> **YOUR TASK**:
Look below for the line that contains "# one point per instance in the form pixel 960", then copy it and each following line exactly, through and including the line that contains "# one point per instance in the form pixel 293".
== PROVIDED DATA
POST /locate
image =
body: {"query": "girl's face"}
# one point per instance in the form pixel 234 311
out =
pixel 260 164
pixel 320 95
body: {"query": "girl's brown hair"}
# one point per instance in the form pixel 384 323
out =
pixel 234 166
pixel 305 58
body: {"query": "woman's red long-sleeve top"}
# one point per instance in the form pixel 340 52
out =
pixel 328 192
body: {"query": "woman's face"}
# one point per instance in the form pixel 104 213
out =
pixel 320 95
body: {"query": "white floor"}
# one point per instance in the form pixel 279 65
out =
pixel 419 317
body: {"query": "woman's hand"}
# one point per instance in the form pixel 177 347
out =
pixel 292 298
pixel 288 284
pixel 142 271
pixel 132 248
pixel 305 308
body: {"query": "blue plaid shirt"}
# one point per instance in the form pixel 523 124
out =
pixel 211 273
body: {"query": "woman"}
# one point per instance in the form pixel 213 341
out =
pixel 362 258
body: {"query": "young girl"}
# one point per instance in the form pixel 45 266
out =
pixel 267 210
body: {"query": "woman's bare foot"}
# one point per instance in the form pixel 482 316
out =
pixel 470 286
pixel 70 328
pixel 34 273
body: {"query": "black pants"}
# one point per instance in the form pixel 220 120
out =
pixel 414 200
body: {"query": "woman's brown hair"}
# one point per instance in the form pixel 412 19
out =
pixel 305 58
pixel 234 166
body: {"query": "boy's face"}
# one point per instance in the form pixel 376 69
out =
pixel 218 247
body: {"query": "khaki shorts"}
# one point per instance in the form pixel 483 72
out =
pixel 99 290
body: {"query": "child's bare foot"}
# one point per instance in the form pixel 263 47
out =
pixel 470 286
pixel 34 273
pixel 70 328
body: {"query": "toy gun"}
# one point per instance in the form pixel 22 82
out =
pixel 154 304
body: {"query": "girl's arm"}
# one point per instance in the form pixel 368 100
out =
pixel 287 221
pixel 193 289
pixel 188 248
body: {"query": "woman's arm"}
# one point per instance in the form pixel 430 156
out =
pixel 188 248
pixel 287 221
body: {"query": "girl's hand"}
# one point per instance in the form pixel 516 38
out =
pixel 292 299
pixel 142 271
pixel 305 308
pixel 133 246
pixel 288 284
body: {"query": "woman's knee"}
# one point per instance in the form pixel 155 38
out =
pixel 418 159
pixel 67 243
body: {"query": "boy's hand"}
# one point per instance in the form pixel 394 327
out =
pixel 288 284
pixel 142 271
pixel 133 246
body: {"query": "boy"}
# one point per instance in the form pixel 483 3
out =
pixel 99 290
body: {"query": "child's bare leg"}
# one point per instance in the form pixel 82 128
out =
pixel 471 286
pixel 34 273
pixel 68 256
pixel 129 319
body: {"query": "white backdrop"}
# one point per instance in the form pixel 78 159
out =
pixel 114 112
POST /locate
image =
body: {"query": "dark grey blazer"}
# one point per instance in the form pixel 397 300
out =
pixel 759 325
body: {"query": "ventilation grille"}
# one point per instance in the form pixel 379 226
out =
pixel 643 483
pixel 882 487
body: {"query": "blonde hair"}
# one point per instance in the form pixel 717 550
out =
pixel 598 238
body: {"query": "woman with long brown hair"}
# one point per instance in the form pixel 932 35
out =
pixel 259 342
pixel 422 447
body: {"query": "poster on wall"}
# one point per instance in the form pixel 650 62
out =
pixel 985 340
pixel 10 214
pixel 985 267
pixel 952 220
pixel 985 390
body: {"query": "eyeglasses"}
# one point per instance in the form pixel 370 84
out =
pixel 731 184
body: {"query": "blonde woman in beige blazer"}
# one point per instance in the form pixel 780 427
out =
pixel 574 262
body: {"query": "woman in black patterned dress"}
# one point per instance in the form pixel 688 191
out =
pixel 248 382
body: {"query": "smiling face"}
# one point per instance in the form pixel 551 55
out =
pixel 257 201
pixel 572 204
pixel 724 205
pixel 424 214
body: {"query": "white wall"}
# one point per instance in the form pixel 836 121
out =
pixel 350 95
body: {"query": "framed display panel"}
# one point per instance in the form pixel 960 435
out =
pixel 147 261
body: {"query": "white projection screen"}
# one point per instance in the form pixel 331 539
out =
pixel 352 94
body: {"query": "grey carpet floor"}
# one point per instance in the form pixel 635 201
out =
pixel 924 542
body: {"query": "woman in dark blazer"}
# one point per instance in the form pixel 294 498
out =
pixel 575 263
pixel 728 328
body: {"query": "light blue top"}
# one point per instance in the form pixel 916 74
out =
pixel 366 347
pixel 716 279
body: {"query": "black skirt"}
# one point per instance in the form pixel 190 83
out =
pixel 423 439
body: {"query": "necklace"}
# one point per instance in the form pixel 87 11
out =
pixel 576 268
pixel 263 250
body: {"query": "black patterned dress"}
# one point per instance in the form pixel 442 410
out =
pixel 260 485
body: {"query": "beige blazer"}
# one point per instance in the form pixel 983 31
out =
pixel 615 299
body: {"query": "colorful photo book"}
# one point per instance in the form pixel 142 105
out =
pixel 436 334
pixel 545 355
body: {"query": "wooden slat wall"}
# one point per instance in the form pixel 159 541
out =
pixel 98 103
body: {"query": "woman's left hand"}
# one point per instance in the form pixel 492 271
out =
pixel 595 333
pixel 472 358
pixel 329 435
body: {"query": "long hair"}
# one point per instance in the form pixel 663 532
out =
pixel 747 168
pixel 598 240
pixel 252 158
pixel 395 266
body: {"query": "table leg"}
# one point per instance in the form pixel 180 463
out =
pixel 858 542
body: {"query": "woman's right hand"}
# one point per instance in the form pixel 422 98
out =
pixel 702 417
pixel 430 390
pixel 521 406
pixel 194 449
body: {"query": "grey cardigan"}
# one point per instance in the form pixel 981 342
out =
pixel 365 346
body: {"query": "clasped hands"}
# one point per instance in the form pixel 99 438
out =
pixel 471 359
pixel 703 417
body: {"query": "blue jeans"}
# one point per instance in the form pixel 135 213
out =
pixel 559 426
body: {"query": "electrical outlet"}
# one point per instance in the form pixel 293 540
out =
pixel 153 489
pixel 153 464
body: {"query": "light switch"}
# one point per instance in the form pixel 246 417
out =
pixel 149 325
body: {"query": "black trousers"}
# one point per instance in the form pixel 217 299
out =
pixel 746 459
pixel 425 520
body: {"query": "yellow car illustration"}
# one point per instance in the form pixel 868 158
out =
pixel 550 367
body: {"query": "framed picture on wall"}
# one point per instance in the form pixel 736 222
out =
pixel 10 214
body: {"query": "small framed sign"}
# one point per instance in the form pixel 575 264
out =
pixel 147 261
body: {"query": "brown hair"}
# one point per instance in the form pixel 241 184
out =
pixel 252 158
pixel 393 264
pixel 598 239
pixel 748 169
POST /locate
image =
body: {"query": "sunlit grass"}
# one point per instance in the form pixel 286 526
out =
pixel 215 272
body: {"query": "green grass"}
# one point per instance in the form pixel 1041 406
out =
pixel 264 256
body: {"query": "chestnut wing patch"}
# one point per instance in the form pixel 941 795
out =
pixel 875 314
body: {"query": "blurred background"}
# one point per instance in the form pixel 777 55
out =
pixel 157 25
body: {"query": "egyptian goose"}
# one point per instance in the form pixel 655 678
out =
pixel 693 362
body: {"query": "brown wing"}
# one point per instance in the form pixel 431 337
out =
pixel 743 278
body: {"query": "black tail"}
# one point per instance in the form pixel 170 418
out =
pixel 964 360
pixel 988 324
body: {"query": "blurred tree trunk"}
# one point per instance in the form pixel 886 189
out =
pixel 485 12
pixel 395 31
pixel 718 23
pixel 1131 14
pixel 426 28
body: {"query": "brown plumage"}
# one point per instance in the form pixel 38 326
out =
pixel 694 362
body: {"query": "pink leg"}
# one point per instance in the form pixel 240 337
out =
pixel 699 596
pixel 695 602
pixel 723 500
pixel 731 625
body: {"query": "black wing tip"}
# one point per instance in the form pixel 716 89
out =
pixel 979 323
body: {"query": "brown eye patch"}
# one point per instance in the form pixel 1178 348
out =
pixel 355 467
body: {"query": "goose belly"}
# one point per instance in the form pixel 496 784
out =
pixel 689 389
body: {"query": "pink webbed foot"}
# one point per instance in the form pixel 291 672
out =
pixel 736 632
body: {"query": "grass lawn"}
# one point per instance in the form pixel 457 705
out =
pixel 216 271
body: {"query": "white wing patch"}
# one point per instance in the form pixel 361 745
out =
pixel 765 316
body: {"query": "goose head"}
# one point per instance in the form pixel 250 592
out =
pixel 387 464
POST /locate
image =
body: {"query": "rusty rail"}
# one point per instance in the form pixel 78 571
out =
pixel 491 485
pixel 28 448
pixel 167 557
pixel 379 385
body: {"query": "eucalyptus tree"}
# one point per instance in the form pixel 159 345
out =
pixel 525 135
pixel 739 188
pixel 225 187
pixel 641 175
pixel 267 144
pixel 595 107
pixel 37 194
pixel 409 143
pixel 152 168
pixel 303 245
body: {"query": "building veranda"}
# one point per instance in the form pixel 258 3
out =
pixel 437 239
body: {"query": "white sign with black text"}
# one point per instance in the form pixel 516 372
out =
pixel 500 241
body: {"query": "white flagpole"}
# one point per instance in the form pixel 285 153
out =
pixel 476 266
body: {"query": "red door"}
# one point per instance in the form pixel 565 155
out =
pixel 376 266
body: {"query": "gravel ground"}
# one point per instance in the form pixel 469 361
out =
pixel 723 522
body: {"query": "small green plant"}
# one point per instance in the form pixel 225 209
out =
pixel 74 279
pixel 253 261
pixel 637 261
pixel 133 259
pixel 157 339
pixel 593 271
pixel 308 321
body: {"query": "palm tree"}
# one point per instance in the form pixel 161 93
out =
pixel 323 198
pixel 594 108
====
> **YOUR SOLUTION**:
# one point per instance in the form pixel 960 435
out =
pixel 147 261
body: {"query": "white projection screen"}
# one point per instance in the form pixel 331 539
out =
pixel 352 94
body: {"query": "grey carpet floor"}
# one point per instance in the form pixel 635 201
out =
pixel 924 542
body: {"query": "woman in dark blazer"}
# one point per instance in the form pixel 294 498
out =
pixel 575 263
pixel 728 328
body: {"query": "light blue top"}
# one point per instance in the form pixel 916 74
out =
pixel 366 347
pixel 716 279
body: {"query": "black skirt"}
# one point per instance in the form pixel 190 83
out =
pixel 423 439
body: {"query": "necklace"}
# one point per instance in the form pixel 87 11
out =
pixel 576 268
pixel 263 250
body: {"query": "black patterned dress"}
# one point per instance in the form pixel 442 410
out =
pixel 260 485
body: {"query": "beige blazer"}
# one point per instance in the form pixel 983 31
out =
pixel 615 299
body: {"query": "colorful photo book"}
# one point per instance in the form pixel 142 105
out =
pixel 436 334
pixel 545 355
body: {"query": "wooden slat wall"}
# one point per instance in the form pixel 159 541
out =
pixel 98 103
body: {"query": "woman's left hand"}
# one point per instance in the form pixel 492 271
out =
pixel 595 333
pixel 472 358
pixel 329 435
body: {"query": "long hair"}
# one point per instance in the form pixel 663 532
out =
pixel 747 168
pixel 598 240
pixel 252 158
pixel 395 266
body: {"query": "table leg"}
# one point per instance in the form pixel 180 463
out =
pixel 858 542
body: {"query": "woman's right hand"}
# one point per instance in the form pixel 422 98
out =
pixel 702 417
pixel 430 390
pixel 521 406
pixel 194 449
body: {"query": "grey cardigan"}
# one point per instance in the form pixel 981 342
out =
pixel 365 346
body: {"query": "clasped hands"}
# one point per instance in the form pixel 99 438
out =
pixel 471 359
pixel 703 417
body: {"query": "blue jeans"}
# one point per instance in the form pixel 135 213
out =
pixel 559 426
body: {"query": "electrical outlet"}
# one point per instance in the form pixel 293 540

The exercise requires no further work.